> _Given exercise_: In each of the items below, switch "instance" to "occurrence" and leave everything else unchanged. Omit the pictures from your output.

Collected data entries
================================

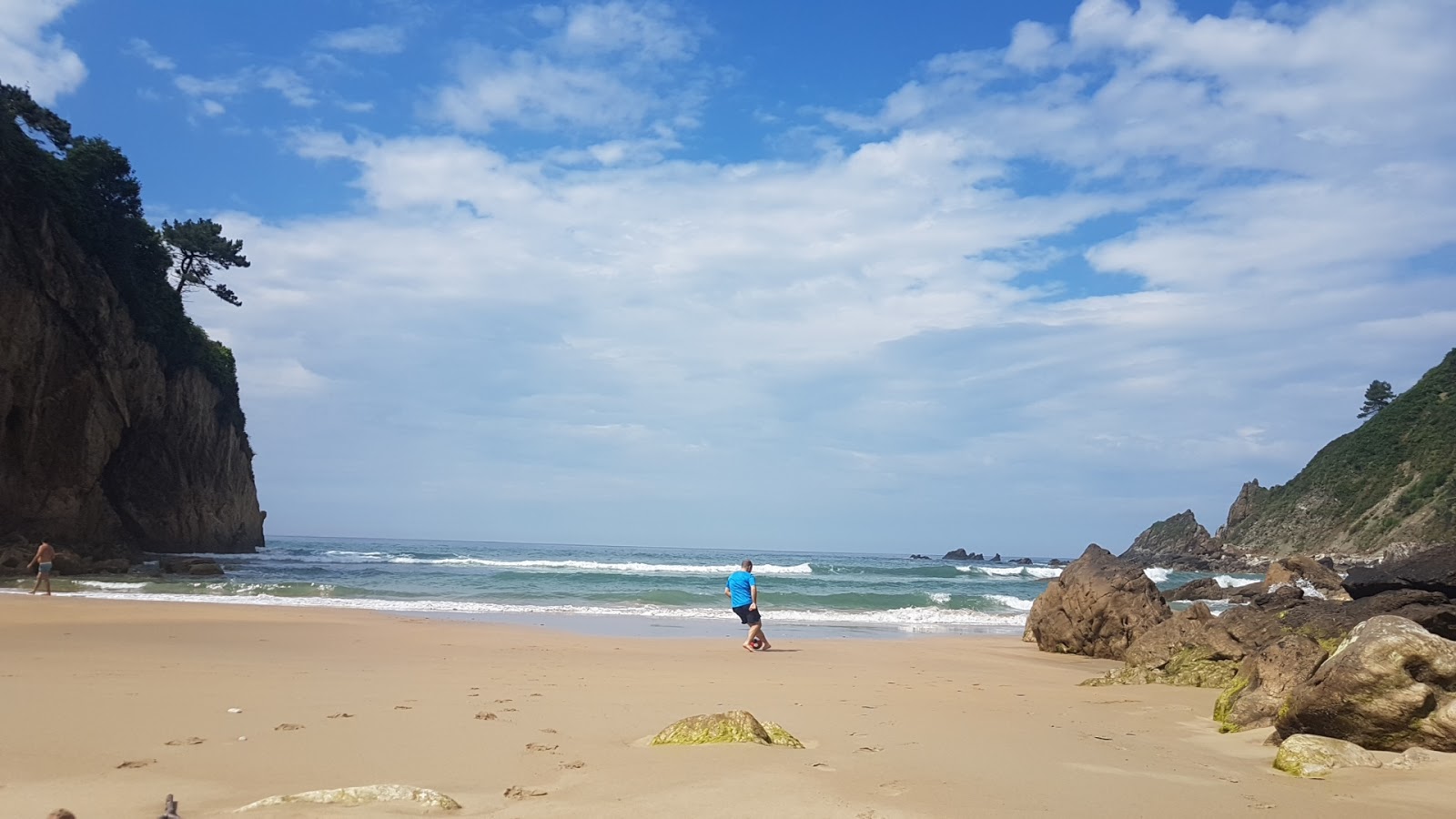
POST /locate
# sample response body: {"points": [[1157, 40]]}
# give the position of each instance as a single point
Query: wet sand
{"points": [[111, 705]]}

================================

> _Task output_:
POST /locate
# sample response body: {"points": [[1157, 40]]}
# give the position of each occurrence as a single point
Query: wet sand
{"points": [[111, 705]]}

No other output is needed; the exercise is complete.